## Written request
Extract every line in the listing below that contains the string "person".
====== Source records ======
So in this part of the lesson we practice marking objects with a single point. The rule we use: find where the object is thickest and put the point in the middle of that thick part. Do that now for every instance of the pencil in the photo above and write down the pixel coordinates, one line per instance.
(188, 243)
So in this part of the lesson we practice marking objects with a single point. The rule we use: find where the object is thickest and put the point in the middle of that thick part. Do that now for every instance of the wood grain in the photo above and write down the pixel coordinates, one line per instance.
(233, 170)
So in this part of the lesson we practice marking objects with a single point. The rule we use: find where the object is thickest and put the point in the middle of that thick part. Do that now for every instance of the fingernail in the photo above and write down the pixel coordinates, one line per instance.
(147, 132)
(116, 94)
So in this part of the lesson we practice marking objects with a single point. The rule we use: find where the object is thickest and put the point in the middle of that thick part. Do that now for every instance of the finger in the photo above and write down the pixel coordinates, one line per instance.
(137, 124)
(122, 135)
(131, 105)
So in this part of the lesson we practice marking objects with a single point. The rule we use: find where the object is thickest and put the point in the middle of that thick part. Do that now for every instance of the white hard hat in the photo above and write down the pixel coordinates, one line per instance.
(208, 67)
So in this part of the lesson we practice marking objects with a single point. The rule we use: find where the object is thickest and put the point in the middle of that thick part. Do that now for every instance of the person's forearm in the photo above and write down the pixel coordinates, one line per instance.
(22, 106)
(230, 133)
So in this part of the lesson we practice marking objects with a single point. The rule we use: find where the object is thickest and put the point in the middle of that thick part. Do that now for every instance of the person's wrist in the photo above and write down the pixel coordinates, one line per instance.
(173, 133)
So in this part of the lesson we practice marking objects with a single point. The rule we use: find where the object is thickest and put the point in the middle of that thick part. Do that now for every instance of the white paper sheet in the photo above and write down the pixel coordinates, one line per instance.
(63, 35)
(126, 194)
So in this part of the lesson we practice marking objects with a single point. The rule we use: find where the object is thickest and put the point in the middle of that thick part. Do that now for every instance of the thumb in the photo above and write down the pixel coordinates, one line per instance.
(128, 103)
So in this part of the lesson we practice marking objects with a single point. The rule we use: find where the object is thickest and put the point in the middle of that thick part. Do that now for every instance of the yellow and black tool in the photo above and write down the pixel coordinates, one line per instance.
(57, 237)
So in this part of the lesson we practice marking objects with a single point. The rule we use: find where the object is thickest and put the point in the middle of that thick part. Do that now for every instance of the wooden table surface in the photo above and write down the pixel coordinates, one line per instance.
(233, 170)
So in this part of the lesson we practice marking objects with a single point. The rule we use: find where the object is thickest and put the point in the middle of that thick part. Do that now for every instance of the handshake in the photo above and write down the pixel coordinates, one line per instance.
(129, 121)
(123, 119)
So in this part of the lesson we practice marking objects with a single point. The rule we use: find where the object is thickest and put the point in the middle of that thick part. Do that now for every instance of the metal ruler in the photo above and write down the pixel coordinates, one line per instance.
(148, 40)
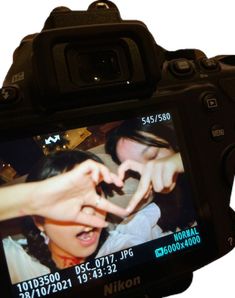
======
## The output
So in this part of the lesson we practice marking objects with a single point. The rule we use: find where the object is thickest and put the point in the middle of that thick part. Do that now for every instance of the person's forearm in the photo above and write down the pixel coordinates, one line per instance.
So in this part of the lesson we practice marking objects with a single point. The rule we use: find where the object is thickest and put the point in the middle of that thick part. Do that now for every instance of the person's wrist in the photo above and write down the pixel coordinates, one line per instance.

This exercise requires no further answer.